### Text provided
* Start *

ELECTORAL REFORMS

MPs racing against time to overhaul IEBC

Feeling among those pushing for changes is the IEBC is broken beyond repair and needs total overhaul to restore Kenyans’ confidence

In Summary

• IEBC has been operating without commissioners following the exit of Roselyne Akombe, Margaret Mwachanya, Paul Kurgat, and vice chairperson Consolata Nkatha.

• Constitutional Implementation Oversight Committee says there is likely to be a crisis for instance in the event country needs a presidential election.

IEBC Chairman Wafula Chebukati during a media brief at Anniversary Towers on April 20, 2018
MORIBUND: IEBC Chairman Wafula Chebukati during a media brief at Anniversary Towers on April 20, 2018
Image: COLLINS LANGAT

Members of Parliament are in a race against time to institute far-reaching reforms at the Independent Electoral and Boundaries Commission ahead of the 2022 General Election.

* End *

### Given material
* Start *

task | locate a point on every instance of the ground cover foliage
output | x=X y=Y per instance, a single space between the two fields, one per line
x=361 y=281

* End *

### Task instructions
According to the IEBC article, ahead of which election are Members of Parliament racing to reform the commission? Answer from the IEBC article alone, not from the data.

### Full answer
The 2022 General Election.